— SOURCE DOCUMENT —
──────────

October 14, 2008 3:22 pm
illaria on paragraph -1:

Is this still part of your imitation exercise? If so it might be better if you introduced the exercise and wrote it without any interruptions. If not, how does this relate to your argument on voice?

October 14, 2008 3:27 pm
illaria on paragraph -1:

I really like how you focused on your academic writing and the difficulties you faced while doing the imitation exercise.

October 14, 2008 3:30 pm
zwic7726 on whole page :

Lindsey,
Thank you for sharing you paper witth us. I appreciated how you took the exercises from other readings and applied them to this one. The compare and contrast is good and the elaboration helped you paper. When you moved into the imitation, it was a rough transition. I lost that you were still in the imitation for a second in paragraph 15. I like your essay as a whole!
Thanks,
Gerrek

October 14, 2008 5:04 pm
Jessica Soland on whole page :

Lindsey,
I enjoyed reading your paper. like others before me, I feel you should state your argument in the beginning of the paper. (but still flows well). When you go into your imitation of Frankfurt you need to be a little more clear during your transition and begin a new paragraph. To me your idea of voice seems to run together (both style and content) This might be because of your mention of Crowley in the beginning. Do you agree with him? Or are you favoring style? Maybe try and support your argument just a little more.
thanks for sharing.
Jess

October 14, 2008 9:07 pm
Amanda on whole page :

Lindsey Y.,
I agree that maybe introducing your main idea early in the paper would be a good idea. I really enjoyed this paper and how you even introduced Crowley (I never thought to in my paper). The transitions in the paper could be a little smoother but its small and the only thing i noticed. Thank you for sharing this!

──────────

— Source records —
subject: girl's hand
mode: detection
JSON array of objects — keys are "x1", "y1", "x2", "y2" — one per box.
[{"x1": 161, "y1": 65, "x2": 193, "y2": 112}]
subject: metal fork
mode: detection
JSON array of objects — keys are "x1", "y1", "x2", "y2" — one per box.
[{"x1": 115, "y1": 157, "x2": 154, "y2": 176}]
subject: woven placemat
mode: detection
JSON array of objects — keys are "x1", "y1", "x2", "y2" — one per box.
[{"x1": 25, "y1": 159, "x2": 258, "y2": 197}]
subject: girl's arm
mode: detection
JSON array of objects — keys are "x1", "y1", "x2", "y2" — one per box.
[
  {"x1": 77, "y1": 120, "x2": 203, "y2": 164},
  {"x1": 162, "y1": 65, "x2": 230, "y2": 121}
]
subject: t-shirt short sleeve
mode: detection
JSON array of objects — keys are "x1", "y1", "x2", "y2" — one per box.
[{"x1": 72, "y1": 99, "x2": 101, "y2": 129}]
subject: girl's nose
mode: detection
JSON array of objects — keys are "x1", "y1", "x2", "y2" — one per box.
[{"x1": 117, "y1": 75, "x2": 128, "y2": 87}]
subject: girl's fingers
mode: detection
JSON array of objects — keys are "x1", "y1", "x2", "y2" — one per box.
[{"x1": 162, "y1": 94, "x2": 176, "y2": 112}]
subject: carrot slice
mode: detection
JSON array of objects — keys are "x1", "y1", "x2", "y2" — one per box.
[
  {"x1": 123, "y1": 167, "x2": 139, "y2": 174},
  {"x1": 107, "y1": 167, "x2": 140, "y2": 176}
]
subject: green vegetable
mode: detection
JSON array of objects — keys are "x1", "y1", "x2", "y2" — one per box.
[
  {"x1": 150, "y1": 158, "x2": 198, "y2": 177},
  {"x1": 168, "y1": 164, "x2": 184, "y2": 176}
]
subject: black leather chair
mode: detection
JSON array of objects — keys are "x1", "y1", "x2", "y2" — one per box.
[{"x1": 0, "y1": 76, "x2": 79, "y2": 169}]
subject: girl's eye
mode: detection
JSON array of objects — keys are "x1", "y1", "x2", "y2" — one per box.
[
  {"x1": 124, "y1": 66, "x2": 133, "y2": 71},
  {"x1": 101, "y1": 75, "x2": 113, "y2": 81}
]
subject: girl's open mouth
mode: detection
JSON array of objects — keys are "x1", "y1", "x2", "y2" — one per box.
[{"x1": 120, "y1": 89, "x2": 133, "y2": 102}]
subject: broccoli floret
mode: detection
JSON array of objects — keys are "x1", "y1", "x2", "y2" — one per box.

──────────

— WHAT TO DO —
• a. Can you return the portion of the feedback comments that opens with the words containing "Is this still" and closes with "argument on voice?"?
• b. Could you resume the feedback comments on the essay from the point where they stop?
The rows aren't needed for any of this.

— RESPONSE LIST —
• a.
Is this still part of your imitation exercise? If so it might be better if you introduced the exercise and wrote it without any interruptions. If not, how does this relate to your argument on voice?

• b.
Amanda

October 14, 2008 9:30 pm
stra6907 on whole page :

Lindsey,
Thank you for sharing your paper. I like your difinition of voice, and it is very clear that you know exactly what it is, but I would like to have it be introduced a littler earlier.
Kate

October 14, 2008 10:07 pm
stra6907 on paragraph -1:

this paragraph trips me up a bit, it might be easier to read if you broke down some of the sentences

October 14, 2008 10:10 pm
stra6907 on paragraph -1:

this paragraph trips me up a bit, it might be easier to read if you broke down some of the sentences

October 14, 2008 10:11 pm
Mitchell on whole page :

Lindsey,
Thanks for sharing you paper. I liked your assessment of voice, however toward the ending some of your wording confused me a little. “Even after this exercise, I still find that writing with voice is used through the substance of the paper, rather than having to change the content in order to lay down my own beliefs.” Try revising this sentence in particular. It’s a rather important sentence, but I become confused toward the end of it.
Mitchell

October 14, 2008 10:20 pm
holt8617 on whole page :

Lindsey,
Overall, your paper is very strong. I particularly liked paragraphs 16 and 17 when you mention that imitation helps you to “keep a strong perspective on the topic.” Your personal experience helps to tie the whole paper together and it works really well.
-John

October 14, 2008 10:42 pm
kitto on paragraph 11:

In the sentence “…there have been times where sometimes inspiration” the word time is used twice and sounds a bit odd, perhaps consider using a different word to add more to the sentence.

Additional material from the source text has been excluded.